» What needs to be done:
Can you reproduce the items in the stretch from the line containing "Question. For every instance of the chest, which" through the end of the items, offsetting each answer coordinate by 42? Leave every other line and number as it is, including the sample coordinates.

---

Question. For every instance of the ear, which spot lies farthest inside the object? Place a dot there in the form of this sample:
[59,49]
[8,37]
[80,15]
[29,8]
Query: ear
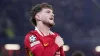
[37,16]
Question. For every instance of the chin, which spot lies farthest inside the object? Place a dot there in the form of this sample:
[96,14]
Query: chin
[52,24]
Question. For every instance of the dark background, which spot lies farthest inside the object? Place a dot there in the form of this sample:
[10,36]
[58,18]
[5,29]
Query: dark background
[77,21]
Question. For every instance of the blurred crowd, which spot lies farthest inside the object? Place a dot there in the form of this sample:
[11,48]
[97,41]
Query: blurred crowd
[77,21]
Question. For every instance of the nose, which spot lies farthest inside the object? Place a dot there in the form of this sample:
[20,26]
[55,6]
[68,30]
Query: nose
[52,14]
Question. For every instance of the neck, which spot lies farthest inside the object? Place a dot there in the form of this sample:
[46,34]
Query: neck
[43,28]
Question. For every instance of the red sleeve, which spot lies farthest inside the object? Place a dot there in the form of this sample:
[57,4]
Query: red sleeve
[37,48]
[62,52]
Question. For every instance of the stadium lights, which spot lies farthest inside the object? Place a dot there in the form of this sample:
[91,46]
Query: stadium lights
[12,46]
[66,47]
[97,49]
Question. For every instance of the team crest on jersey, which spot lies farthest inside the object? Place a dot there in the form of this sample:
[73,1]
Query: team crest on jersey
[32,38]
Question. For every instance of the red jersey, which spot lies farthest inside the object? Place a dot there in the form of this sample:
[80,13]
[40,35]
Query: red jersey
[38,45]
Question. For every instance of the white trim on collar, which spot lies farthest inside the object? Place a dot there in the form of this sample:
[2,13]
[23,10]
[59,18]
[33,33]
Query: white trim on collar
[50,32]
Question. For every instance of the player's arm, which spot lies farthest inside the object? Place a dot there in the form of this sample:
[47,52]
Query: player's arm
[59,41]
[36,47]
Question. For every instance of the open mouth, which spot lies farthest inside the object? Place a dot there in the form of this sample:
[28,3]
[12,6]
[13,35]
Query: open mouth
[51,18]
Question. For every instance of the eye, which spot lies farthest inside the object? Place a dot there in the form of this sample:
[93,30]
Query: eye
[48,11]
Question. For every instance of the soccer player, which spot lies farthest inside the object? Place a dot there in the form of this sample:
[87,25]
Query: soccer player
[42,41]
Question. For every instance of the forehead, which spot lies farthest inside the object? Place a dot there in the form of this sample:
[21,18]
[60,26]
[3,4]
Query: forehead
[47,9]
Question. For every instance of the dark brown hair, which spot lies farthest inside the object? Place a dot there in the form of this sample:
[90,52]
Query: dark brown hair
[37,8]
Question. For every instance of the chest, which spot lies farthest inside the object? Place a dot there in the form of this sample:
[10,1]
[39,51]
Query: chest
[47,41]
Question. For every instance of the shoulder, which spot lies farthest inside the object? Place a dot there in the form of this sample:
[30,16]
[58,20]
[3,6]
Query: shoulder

---

» Task solution:
Question. For every instance of the chest, which spot lies farthest inside the object? Place a dot there in the form of this sample:
[10,1]
[39,51]
Query: chest
[89,83]
Question. For every instance of the shoulder, which spot lies farthest inside the object? Place a dot there in the form of this sample:
[30,16]
[58,20]
[3,6]
Query: shoulder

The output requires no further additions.